## Page
---*---

- Origin: Jacksonville, North Carolina
- Genres: Rock music, Hard rock
- Years active: 1969-1990, 1993-present
- Labels: Epic, RCA, Executive Records
- Members: Larry Uzzell; Tommy Redd; Eddie Blair; Pee Wee Watson; Walter Garland; Jason Patterson;
- Past members: Mike Uzzell Mark Downing Kenny Soule; Richard Gates; David "Thumbs" Johnson; Alan Thornton; Rob "Kid Blister" Green; Chris Cash; Benny Dellinger; Perry Richardson; Ronnie Waters; Durwood Martin;
- Website: www.nantucketband.com/epk.html

= Nantucket (band) =

American Southern rock band

Nantucket is a rock band formed in Jacksonville, North Carolina in 1969. The group's original six members were Tommy Redd, Larry Uzzell, Mike Uzzell, Eddie Blair, Kenny Soule, and Mark Downing. The band signed with Epic Records in 1977 and RCA Records in 1983, releasing six albums before disbanding in 1990. The band reformed in 1993, recording a live album and playing with various lineups.

==Background==
Jacksonville High School students Larry Uzzell, Mike Uzzell, and Tommy Redd formed as a soul and rhythm and blues cover band named Stax of Gold in Jacksonville, North Carolina in 1969. It later changed its name to Nantucket Sleighride following a name contest in 1972, which was shortened to Nantucket. Eddie Blair, Kenny Soule, and Mark Downing joined the band in the early 1970s. Nantucket became known in North Carolina as a cover band, playing "funky boogie, rock and roll, soul, folk rock, or oldies but goodies..." As the band began introducing its original material, it opened for Dr. Hook, Kiss, Stories, and Wild Cherry.

---*---

## Given data
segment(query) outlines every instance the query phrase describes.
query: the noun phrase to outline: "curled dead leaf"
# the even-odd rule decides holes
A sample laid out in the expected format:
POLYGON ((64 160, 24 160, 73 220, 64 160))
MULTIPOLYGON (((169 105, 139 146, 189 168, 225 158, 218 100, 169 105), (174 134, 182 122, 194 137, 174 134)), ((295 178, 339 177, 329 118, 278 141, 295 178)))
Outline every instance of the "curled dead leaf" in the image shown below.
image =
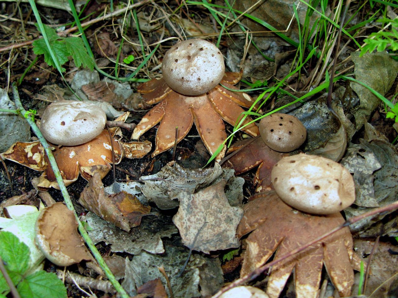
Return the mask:
POLYGON ((116 226, 129 232, 140 225, 142 216, 150 211, 135 196, 122 191, 107 194, 100 175, 95 173, 80 194, 79 203, 88 210, 116 226))
POLYGON ((36 243, 46 257, 58 266, 69 266, 92 257, 77 231, 73 211, 61 202, 41 211, 36 222, 36 243))
POLYGON ((194 250, 212 251, 238 247, 236 226, 243 215, 240 207, 232 207, 222 180, 196 194, 179 196, 179 208, 173 218, 184 244, 194 250))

---*---

## Task directions
Please carry on the article about the rock band Nantucket, continuing from its last sentence.

## Task response
Nantucket signed with Epic Records in 1977. It released its self-titled album in 1978, which sold approximately 200,000 copies and also appeared on the Billboard charts. It featured the single "Heartbreaker" that went to number 62 on the Billboard Hot 100. In 1979, Nantucket followed up with Your Face or Mine?. Nantucket toured the United States as the opening act for Aerosmith, The Allman Brothers Band, Boston, The Cars, Cheap Trick, The Doobie Brothers, Foreigner, Journey, REO Speedwagon, and Styx.

Mike Uzzell was dismissed from the band by the third album, with Pee Wee Watson replacing him on bass guitar. As a tribute to AC/DC lead singer Bon Scott, who died in 1980, Nantucket's Long Way to the Top included a version of the 1975 classic "It’s a Long Way to the Top (If You Wanna Rock 'N' Roll)". The move landed the band a spot with AC/DC on its Back in Black tour for the summer of 1980.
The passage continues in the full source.